● SCHRIFTLICHE AUFGABE 1
Wählen Sie aus den Datensätzen jede Zeile aus, in der die Zeichenfolge „gets“ vorkommt, und geben Sie diese Zeilen unverändert wieder.

Es kommt der Tag da werdet ihr euch noch wünschen ihr hättet euch in ein Cafe am Flughafen gesetzt und die vielen Leute freundlich angeguckt 

@keksdose12: es ist meines Wissens nach sehr einfach jemanden sogar live beim Spielen zu beobachten wenn er mit dem Netz verbunden ist (zB. LAN-Kabel an Fritzbox oder WLAN ein etc.). Es brauchen nichtmal viele Daten übertragen werden, siehe die wenigen kB bei World of Warcraft. Es wird ja nicht Video übertragen sondern nur Mausklicks, Tastaturbefehle, Positionsdaten im Spiel etc. Oder es wird gar einfach aufgezeichnet und später als Paket übertragen.
Früher war alles irgendwie intimer ... ich hab auch kein Bock dass jemand "stirb" aus meinen Lautsprechern flüstert ... tja das Vertrauen in die Technik bzw. den Machern ist wirklich dahin.


----------



## rabe08 (12. September 2014)

*AW: Warum wählen Gamer meist böse oder gewalttätige Themen in Spielen ?*



Hänschen schrieb:


> @rabe08: Hast du dich schonmal gefragt was aus dir geworden wäre wenn du nicht damals mit Videospielen in Kontakt gekommen wärst ?

● EXTRAHIERTE DATENSÄTZE
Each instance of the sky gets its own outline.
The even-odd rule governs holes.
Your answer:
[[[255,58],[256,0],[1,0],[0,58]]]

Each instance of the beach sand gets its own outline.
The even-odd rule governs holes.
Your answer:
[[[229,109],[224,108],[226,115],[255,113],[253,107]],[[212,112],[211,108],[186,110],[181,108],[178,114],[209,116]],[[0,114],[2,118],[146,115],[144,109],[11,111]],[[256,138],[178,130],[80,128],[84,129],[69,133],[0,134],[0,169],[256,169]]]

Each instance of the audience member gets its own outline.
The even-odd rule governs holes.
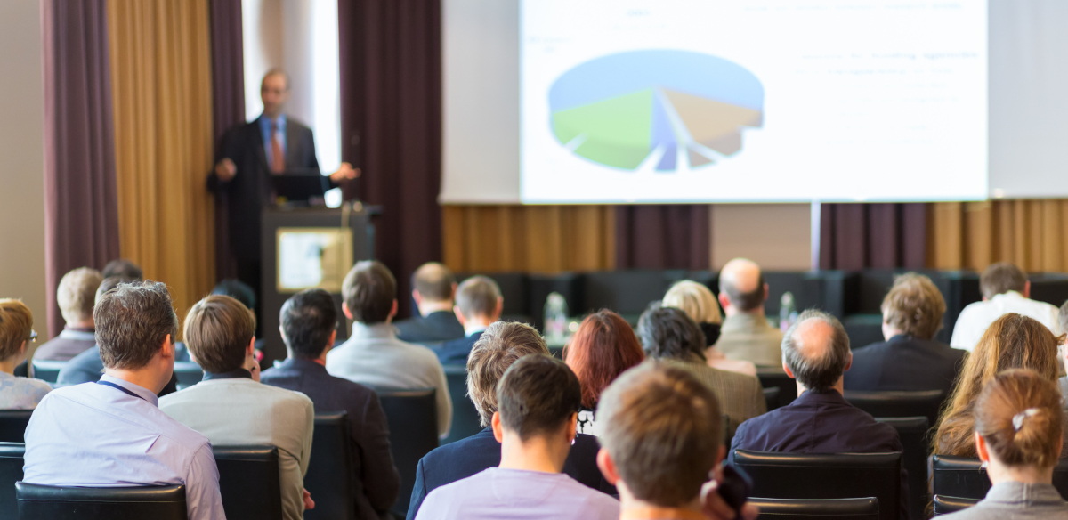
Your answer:
[[[681,310],[653,303],[638,319],[638,336],[646,357],[689,371],[716,394],[727,417],[727,439],[738,425],[768,411],[759,379],[708,366],[704,334]]]
[[[45,381],[15,375],[36,341],[33,313],[19,300],[0,300],[0,410],[32,410],[52,388]]]
[[[417,520],[617,519],[615,499],[561,473],[581,401],[579,380],[564,362],[544,354],[516,361],[497,384],[500,466],[430,491]]]
[[[396,502],[400,476],[393,466],[390,430],[374,390],[327,374],[327,352],[337,336],[337,310],[323,289],[293,295],[279,321],[288,358],[264,371],[261,381],[301,392],[315,411],[344,411],[352,437],[352,486],[357,518],[379,518]]]
[[[466,364],[471,347],[490,324],[501,319],[504,298],[497,282],[488,277],[471,277],[456,290],[456,319],[464,326],[464,337],[441,344],[435,349],[442,364]]]
[[[768,284],[760,266],[744,259],[727,262],[720,271],[723,328],[716,348],[727,359],[752,361],[757,366],[779,366],[783,360],[783,333],[768,324],[764,302]]]
[[[415,518],[426,494],[483,470],[500,466],[501,443],[491,427],[498,411],[497,384],[516,360],[530,354],[549,354],[549,347],[534,328],[498,321],[482,334],[468,357],[468,395],[478,410],[482,431],[445,444],[426,454],[415,469],[408,520]],[[615,494],[597,469],[597,438],[579,434],[567,454],[563,472],[586,487]]]
[[[1026,369],[996,375],[975,403],[973,436],[992,486],[978,504],[942,518],[1068,519],[1053,487],[1063,436],[1061,395],[1049,379]]]
[[[1009,368],[1028,368],[1049,381],[1057,379],[1058,340],[1042,324],[1016,313],[998,318],[964,359],[949,405],[939,417],[932,453],[972,457],[975,399],[995,375]]]
[[[843,374],[851,361],[849,336],[837,318],[820,311],[801,313],[783,337],[783,368],[797,380],[798,398],[742,423],[731,453],[904,452],[893,426],[876,422],[842,396]],[[902,519],[909,517],[908,491],[902,469]]]
[[[419,315],[394,324],[397,338],[409,343],[440,343],[464,337],[464,326],[453,314],[456,277],[442,264],[430,262],[411,275],[411,297]]]
[[[971,351],[995,319],[1016,313],[1038,320],[1053,335],[1061,335],[1057,308],[1031,299],[1031,282],[1019,267],[1007,262],[992,264],[979,277],[983,301],[970,303],[957,316],[949,345]]]
[[[79,267],[63,275],[56,289],[56,303],[66,321],[60,335],[37,347],[33,359],[67,361],[96,345],[93,303],[104,278],[100,271]]]
[[[941,390],[949,395],[964,364],[964,351],[934,340],[945,300],[923,274],[897,277],[882,299],[882,336],[853,350],[846,390]]]
[[[397,313],[397,285],[376,261],[357,263],[342,283],[342,311],[354,319],[352,334],[327,352],[327,372],[374,389],[437,391],[438,435],[449,435],[453,404],[445,371],[426,347],[397,340],[390,322]]]
[[[159,409],[216,445],[278,446],[282,514],[300,520],[315,409],[304,394],[260,382],[255,328],[252,311],[234,298],[211,295],[194,303],[183,336],[204,380],[160,398]]]
[[[672,285],[661,301],[663,306],[681,309],[690,319],[694,320],[701,332],[705,334],[705,359],[708,366],[721,371],[737,372],[747,376],[756,375],[756,365],[745,360],[728,360],[720,349],[716,348],[716,342],[720,338],[720,328],[723,318],[720,316],[720,304],[705,284],[692,280],[684,280]]]
[[[22,482],[48,486],[183,485],[189,520],[225,518],[207,438],[157,408],[174,369],[178,318],[167,286],[124,283],[93,310],[107,373],[45,396],[26,430]]]
[[[706,486],[723,460],[723,422],[716,395],[692,374],[644,363],[604,391],[597,411],[606,425],[597,462],[619,490],[619,518],[736,518]],[[759,511],[741,513],[752,520]]]

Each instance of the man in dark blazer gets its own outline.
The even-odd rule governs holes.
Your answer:
[[[964,364],[964,350],[933,340],[945,300],[929,278],[909,272],[882,300],[886,341],[853,350],[846,390],[941,390],[948,396]]]
[[[849,369],[849,336],[830,314],[805,311],[783,336],[783,368],[797,380],[794,403],[745,421],[736,450],[782,453],[904,452],[893,426],[849,404],[842,375]],[[909,518],[908,474],[901,469],[900,518]]]
[[[474,401],[482,431],[437,447],[419,461],[415,485],[411,490],[408,520],[413,520],[426,495],[446,484],[467,478],[483,470],[500,466],[501,443],[493,438],[490,421],[497,411],[497,382],[504,371],[519,358],[531,353],[549,356],[549,347],[537,330],[529,325],[498,321],[475,343],[468,357],[468,395]],[[597,468],[597,438],[579,434],[564,462],[564,473],[571,478],[608,494],[616,494]]]
[[[400,476],[390,452],[386,413],[374,390],[327,374],[326,358],[337,334],[337,310],[323,289],[297,293],[282,305],[282,338],[288,358],[260,380],[301,392],[316,412],[344,411],[352,436],[357,518],[379,518],[396,502]]]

● SCHRIFTLICHE AUFGABE 2
Welches Spiel dient im Seitentext als Beispiel dafür, dass nur wenige Daten übertragen werden müssen?

● VOLLSTÄNDIGE AUSGABE 1
Each instance of the sky gets its own outline.
Each instance of the beach sand gets its own outline.
Each instance of the audience member gets its own outline.
Each instance of the man in dark blazer gets its own outline.

● VOLLSTÄNDIGE AUSGABE 2
World of Warcraft.